> [Given records]
===

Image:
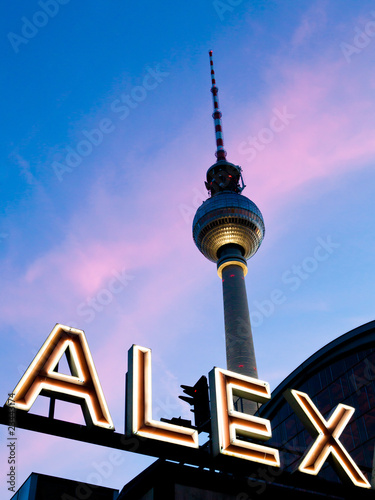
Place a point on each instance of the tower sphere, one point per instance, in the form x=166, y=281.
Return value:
x=228, y=218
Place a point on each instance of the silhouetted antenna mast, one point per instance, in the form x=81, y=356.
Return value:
x=220, y=151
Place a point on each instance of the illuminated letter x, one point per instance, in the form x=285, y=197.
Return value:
x=327, y=441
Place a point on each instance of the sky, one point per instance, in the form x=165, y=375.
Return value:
x=107, y=135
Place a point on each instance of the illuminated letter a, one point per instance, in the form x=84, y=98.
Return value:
x=82, y=387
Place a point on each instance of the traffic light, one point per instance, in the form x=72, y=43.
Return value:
x=197, y=396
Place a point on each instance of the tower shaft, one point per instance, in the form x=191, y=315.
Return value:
x=238, y=336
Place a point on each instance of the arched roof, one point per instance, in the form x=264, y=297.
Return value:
x=362, y=337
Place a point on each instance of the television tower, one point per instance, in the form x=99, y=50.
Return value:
x=228, y=229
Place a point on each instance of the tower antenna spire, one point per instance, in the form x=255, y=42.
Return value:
x=220, y=151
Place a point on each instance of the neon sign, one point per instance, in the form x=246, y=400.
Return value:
x=228, y=425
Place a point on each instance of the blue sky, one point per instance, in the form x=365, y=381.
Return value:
x=107, y=135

===

> [Work to do]
Retype all of the data above word for word, leaving out the pictures.

> [Exercise solution]
Image:
Place a point on each instance of the tower sphere, one point per instance, in the form x=166, y=281.
Return value:
x=228, y=218
Place a point on each instance of the silhouetted antenna mast, one point per instance, in the form x=81, y=356.
Return value:
x=220, y=151
Place a point on each instance of the illuminated letter x, one point per instance, in the form x=285, y=197.
Return value:
x=327, y=441
Place a point on each instance of the sky, one point per instance, in the form x=165, y=375.
Return value:
x=107, y=135
Place a point on each instance of the illuminated letter a, one point per instance, in the form x=84, y=98.
Return value:
x=82, y=387
Place a point on each instance of the traffic light, one point per instance, in the form x=72, y=43.
Return value:
x=197, y=396
Place a point on each instance of the tower shaft, one point per instance, in the form x=191, y=315.
Return value:
x=238, y=336
Place a point on each instance of the arched roof, one point per instance, in the form x=264, y=297.
Return value:
x=362, y=337
Place a point on each instance of the television tower, one point per instance, in the form x=99, y=50.
Return value:
x=228, y=229
Place a point on each instance of the tower antenna spire, one point per instance, in the form x=255, y=42.
Return value:
x=220, y=151
Place a point on each instance of the neon sign, one point per instance, in the form x=246, y=400.
Return value:
x=228, y=425
Place a point on each instance of the blue sky, one point per instance, in the form x=365, y=381.
Return value:
x=107, y=135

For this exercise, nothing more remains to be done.